** The problem **
Lift out each line of the data that holds "mown".

** Data supplied **
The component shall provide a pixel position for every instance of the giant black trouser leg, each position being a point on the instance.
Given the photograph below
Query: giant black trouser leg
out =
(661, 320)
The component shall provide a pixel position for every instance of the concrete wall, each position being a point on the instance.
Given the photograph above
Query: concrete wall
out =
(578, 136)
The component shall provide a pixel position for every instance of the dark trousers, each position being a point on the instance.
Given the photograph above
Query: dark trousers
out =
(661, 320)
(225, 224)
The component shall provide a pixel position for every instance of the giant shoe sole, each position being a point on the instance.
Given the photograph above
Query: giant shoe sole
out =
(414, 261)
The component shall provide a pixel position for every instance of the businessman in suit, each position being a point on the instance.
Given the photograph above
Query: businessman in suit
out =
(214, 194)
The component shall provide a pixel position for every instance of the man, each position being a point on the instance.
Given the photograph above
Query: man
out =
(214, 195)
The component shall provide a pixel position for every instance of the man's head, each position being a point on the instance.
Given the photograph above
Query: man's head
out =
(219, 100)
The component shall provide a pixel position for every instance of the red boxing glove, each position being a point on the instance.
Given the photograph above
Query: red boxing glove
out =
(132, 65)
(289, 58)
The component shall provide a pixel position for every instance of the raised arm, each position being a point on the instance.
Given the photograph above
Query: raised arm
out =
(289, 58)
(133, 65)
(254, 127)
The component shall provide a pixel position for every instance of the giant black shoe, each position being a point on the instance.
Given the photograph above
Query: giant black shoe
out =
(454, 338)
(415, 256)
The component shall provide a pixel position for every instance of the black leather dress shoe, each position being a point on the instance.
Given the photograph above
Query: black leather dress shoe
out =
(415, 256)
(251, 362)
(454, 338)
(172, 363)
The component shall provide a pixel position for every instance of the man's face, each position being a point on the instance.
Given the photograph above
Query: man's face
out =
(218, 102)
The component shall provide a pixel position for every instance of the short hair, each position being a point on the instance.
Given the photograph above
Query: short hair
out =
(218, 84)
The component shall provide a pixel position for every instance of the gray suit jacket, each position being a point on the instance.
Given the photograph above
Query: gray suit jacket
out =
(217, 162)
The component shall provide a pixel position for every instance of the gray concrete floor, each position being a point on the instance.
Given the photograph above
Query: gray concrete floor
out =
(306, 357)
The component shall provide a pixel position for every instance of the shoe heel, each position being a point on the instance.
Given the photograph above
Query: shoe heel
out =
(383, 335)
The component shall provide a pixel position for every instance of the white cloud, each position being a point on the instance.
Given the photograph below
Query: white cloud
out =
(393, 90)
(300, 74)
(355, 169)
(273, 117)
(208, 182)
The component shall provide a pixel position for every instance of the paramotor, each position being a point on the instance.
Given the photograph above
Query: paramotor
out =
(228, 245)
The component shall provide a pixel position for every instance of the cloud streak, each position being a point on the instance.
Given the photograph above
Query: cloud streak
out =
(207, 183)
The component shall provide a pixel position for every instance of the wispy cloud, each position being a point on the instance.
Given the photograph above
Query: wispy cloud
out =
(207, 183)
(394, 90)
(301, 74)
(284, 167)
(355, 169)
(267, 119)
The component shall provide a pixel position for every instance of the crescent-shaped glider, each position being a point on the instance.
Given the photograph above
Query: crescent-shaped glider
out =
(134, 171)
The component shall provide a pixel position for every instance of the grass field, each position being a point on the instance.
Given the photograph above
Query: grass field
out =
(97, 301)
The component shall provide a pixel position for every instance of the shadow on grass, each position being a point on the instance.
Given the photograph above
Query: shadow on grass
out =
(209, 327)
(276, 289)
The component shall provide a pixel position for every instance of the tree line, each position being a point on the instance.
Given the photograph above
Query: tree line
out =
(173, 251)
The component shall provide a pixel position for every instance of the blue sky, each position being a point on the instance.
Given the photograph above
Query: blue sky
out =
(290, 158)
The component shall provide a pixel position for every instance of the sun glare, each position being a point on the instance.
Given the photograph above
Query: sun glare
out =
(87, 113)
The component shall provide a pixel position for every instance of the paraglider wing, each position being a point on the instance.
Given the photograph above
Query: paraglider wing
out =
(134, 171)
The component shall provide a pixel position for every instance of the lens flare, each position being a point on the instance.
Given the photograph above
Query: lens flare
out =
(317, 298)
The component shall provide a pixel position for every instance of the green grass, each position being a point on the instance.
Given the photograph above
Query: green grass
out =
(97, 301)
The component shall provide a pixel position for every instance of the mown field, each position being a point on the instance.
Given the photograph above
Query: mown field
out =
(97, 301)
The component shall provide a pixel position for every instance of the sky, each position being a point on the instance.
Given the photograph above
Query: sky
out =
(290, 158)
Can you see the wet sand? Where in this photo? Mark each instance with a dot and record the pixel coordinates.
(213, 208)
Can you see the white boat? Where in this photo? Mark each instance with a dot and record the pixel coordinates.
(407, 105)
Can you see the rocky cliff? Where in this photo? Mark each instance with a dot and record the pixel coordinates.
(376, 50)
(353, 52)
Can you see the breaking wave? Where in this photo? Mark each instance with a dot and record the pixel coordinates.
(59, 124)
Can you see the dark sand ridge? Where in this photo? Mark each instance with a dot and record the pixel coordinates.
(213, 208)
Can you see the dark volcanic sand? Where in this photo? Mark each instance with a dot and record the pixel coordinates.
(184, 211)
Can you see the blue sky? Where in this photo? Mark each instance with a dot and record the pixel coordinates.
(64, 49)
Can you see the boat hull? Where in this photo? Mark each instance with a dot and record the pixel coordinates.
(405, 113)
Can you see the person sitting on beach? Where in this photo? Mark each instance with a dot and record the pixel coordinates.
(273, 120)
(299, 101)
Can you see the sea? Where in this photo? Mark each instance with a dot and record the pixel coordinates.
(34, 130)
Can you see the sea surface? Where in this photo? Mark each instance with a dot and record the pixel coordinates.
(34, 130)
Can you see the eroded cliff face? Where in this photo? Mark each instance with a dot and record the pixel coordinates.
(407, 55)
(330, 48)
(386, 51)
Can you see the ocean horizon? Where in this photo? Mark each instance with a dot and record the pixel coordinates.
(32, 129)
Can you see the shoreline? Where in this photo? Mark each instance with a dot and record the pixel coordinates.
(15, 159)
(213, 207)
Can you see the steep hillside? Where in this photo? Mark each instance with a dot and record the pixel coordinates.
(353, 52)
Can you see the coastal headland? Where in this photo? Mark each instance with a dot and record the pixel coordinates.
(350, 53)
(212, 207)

** Final answer **
The component shall provide a pixel position for every instance of the mown field, each position being a point on the instance.
Query: mown field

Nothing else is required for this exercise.